- **Exercise aim**:
Please restate the data below word for word, omitting all images.
━━━━━ Available data
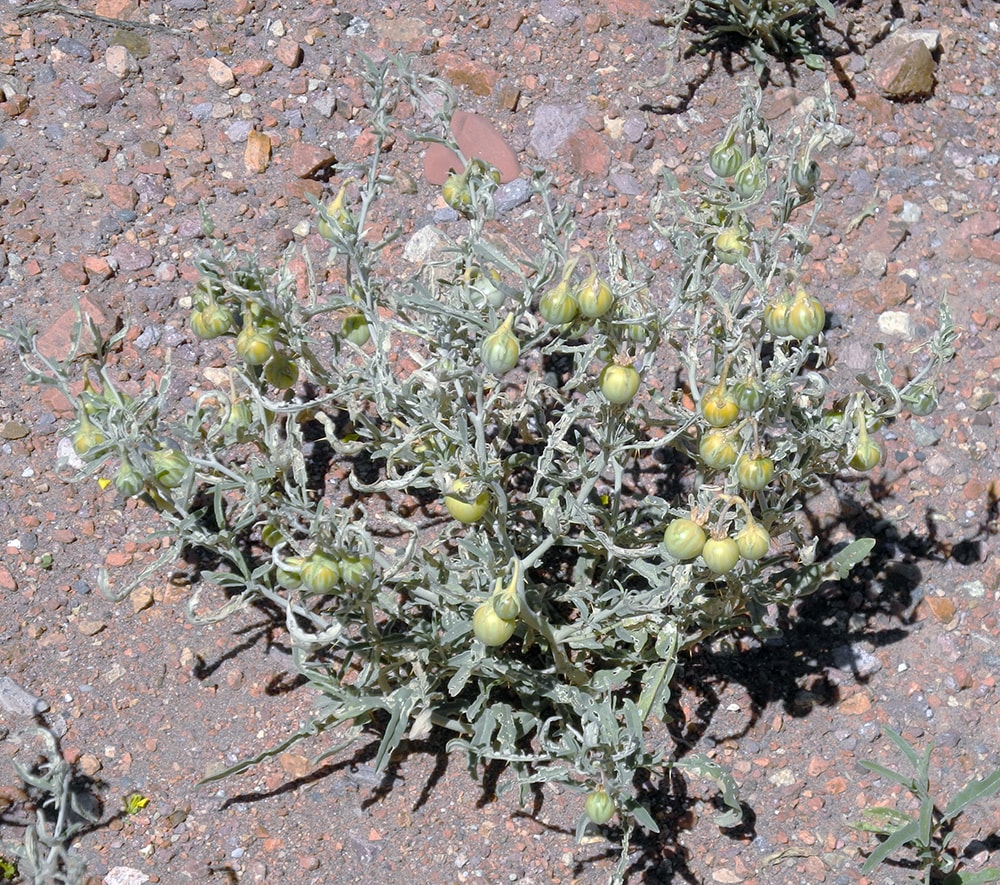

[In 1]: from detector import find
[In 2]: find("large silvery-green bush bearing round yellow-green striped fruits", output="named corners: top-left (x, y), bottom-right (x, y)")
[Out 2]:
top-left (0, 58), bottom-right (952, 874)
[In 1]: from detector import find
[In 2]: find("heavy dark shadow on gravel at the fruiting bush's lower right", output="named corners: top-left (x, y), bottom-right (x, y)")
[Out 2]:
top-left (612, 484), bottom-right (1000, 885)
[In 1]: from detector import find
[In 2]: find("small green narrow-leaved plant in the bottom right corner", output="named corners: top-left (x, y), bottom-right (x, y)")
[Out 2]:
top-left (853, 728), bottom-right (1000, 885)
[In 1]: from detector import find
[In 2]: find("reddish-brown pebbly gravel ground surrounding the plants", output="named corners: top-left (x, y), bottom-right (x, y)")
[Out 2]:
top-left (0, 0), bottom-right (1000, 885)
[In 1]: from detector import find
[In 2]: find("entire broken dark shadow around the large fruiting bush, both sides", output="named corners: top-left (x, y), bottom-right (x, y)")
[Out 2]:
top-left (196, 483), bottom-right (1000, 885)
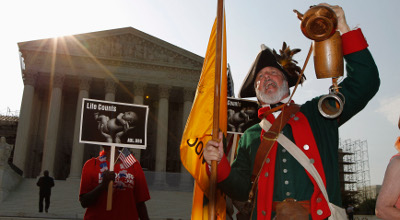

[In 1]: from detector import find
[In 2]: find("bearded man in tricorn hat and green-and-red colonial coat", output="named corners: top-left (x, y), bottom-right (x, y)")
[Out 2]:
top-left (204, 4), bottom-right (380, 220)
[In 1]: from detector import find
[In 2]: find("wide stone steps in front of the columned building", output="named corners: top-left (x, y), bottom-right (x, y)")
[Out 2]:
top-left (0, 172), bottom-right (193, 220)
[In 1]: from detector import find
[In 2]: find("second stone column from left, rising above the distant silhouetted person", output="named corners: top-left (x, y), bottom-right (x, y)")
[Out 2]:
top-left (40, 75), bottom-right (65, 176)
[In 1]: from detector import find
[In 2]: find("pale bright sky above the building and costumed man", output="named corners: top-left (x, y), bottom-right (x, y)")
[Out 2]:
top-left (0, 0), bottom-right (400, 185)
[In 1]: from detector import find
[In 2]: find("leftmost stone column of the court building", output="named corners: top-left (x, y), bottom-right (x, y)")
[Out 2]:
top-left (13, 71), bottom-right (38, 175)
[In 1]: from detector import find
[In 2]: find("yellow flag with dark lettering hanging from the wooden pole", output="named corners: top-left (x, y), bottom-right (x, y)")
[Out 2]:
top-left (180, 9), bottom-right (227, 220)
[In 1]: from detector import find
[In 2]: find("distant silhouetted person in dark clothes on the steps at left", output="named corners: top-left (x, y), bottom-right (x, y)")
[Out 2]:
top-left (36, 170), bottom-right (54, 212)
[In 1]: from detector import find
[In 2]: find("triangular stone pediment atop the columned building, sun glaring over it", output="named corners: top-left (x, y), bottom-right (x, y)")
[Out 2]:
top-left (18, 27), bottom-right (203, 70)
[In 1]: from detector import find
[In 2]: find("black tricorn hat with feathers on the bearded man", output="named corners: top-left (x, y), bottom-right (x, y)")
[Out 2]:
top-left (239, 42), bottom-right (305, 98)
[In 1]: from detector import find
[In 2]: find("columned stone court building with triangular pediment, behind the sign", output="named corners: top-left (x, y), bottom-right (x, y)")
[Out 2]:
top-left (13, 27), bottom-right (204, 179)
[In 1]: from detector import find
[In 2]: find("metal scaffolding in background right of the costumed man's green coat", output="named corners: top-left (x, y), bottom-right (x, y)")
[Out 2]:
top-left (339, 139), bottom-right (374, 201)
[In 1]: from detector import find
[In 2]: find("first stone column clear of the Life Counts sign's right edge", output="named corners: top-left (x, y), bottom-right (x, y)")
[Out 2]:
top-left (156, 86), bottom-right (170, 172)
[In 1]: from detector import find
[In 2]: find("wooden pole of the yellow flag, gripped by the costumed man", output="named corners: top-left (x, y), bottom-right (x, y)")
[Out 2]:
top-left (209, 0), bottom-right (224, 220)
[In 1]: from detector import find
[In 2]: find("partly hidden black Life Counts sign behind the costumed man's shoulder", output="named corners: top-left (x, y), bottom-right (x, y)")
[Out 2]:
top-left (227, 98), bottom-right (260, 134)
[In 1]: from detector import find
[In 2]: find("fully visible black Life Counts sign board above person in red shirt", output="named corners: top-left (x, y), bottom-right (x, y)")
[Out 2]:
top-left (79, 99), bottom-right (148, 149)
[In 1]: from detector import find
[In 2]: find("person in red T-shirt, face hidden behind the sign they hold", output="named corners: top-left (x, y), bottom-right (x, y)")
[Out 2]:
━━━━━━━━━━
- **Written reply**:
[In 1]: from detector import find
[In 2]: find("large silvery-green bush bearing round yellow-green striped fruits", output="named corners: top-left (x, y), bottom-right (x, y)")
[Out 2]:
top-left (0, 58), bottom-right (952, 874)
[In 1]: from detector import find
[In 2]: find("heavy dark shadow on gravel at the fruiting bush's lower right", output="named corners: top-left (x, y), bottom-right (x, y)")
[Out 2]:
top-left (612, 484), bottom-right (1000, 885)
[In 1]: from detector import find
[In 2]: find("small green narrow-leaved plant in the bottom right corner", output="named corners: top-left (x, y), bottom-right (x, y)")
[Out 2]:
top-left (853, 728), bottom-right (1000, 885)
[In 1]: from detector import find
[In 2]: find("reddish-brown pebbly gravel ground surrounding the plants", output="named corners: top-left (x, y), bottom-right (x, y)")
[Out 2]:
top-left (0, 0), bottom-right (1000, 885)
[In 1]: from detector import find
[In 2]: find("entire broken dark shadow around the large fruiting bush, both sides", output="named corners: top-left (x, y), bottom-right (x, y)")
[Out 2]:
top-left (196, 483), bottom-right (1000, 885)

[In 1]: from detector import find
[In 2]: find("bearded man in tricorn hat and green-and-red colonial coat", output="named corners: top-left (x, y), bottom-right (x, y)")
[Out 2]:
top-left (204, 4), bottom-right (380, 220)
[In 1]: from detector import find
[In 2]: find("wide stone steps in front of the columned building", output="named corners: top-left (x, y), bottom-right (x, y)")
[Out 2]:
top-left (0, 172), bottom-right (193, 220)
[In 1]: from detector import find
[In 2]: find("second stone column from left, rising above the distant silhouetted person", output="named corners: top-left (x, y), bottom-right (x, y)")
[Out 2]:
top-left (40, 75), bottom-right (65, 176)
[In 1]: from detector import find
[In 2]: find("pale bright sky above the building and costumed man", output="named corners: top-left (x, y), bottom-right (x, y)")
[Out 2]:
top-left (0, 0), bottom-right (400, 185)
[In 1]: from detector import find
[In 2]: find("leftmost stone column of the court building", output="named corners: top-left (x, y), bottom-right (x, y)")
[Out 2]:
top-left (13, 71), bottom-right (38, 175)
[In 1]: from detector import find
[In 2]: find("yellow flag with dark lettering hanging from the wooden pole", output="named corners: top-left (x, y), bottom-right (x, y)")
[Out 2]:
top-left (180, 9), bottom-right (227, 220)
[In 1]: from detector import find
[In 2]: find("distant silhouetted person in dark clothes on the steps at left", output="named corners: top-left (x, y), bottom-right (x, y)")
[Out 2]:
top-left (36, 170), bottom-right (54, 212)
[In 1]: from detector import find
[In 2]: find("triangular stone pediment atop the columned building, sun glaring over it", output="named corners: top-left (x, y), bottom-right (x, y)")
[Out 2]:
top-left (18, 27), bottom-right (203, 70)
[In 1]: from detector import find
[In 2]: find("black tricorn hat with feathers on the bearded man", output="named corners: top-left (x, y), bottom-right (x, y)")
[Out 2]:
top-left (239, 42), bottom-right (305, 98)
[In 1]: from detector import find
[In 2]: find("columned stone court building with triangular pediment, behind the sign", output="named corners: top-left (x, y), bottom-right (x, y)")
[Out 2]:
top-left (13, 27), bottom-right (204, 179)
[In 1]: from detector import find
[In 2]: find("metal scaffolding in background right of the costumed man's green coat", output="named corners: top-left (x, y), bottom-right (x, y)")
[Out 2]:
top-left (339, 139), bottom-right (374, 201)
[In 1]: from detector import find
[In 2]: find("first stone column clear of the Life Counts sign's right edge", output="named corners: top-left (x, y), bottom-right (x, y)")
[Out 2]:
top-left (156, 86), bottom-right (170, 172)
[In 1]: from detector import find
[In 2]: find("wooden pole of the yellow flag, gripped by the costumed man", output="named corners: top-left (x, y), bottom-right (x, y)")
[Out 2]:
top-left (209, 0), bottom-right (224, 220)
[In 1]: from detector import find
[In 2]: find("partly hidden black Life Counts sign behind the costumed man's shoulder", output="named corners: top-left (x, y), bottom-right (x, y)")
[Out 2]:
top-left (227, 98), bottom-right (260, 134)
[In 1]: from detector import find
[In 2]: find("fully visible black Life Counts sign board above person in red shirt", output="named corners: top-left (x, y), bottom-right (x, y)")
[Out 2]:
top-left (79, 99), bottom-right (148, 149)
[In 1]: from detector import find
[In 2]: find("person in red T-shirt, face hidden behind the sign they hold", output="named corners: top-left (x, y), bottom-right (x, y)")
[Out 2]:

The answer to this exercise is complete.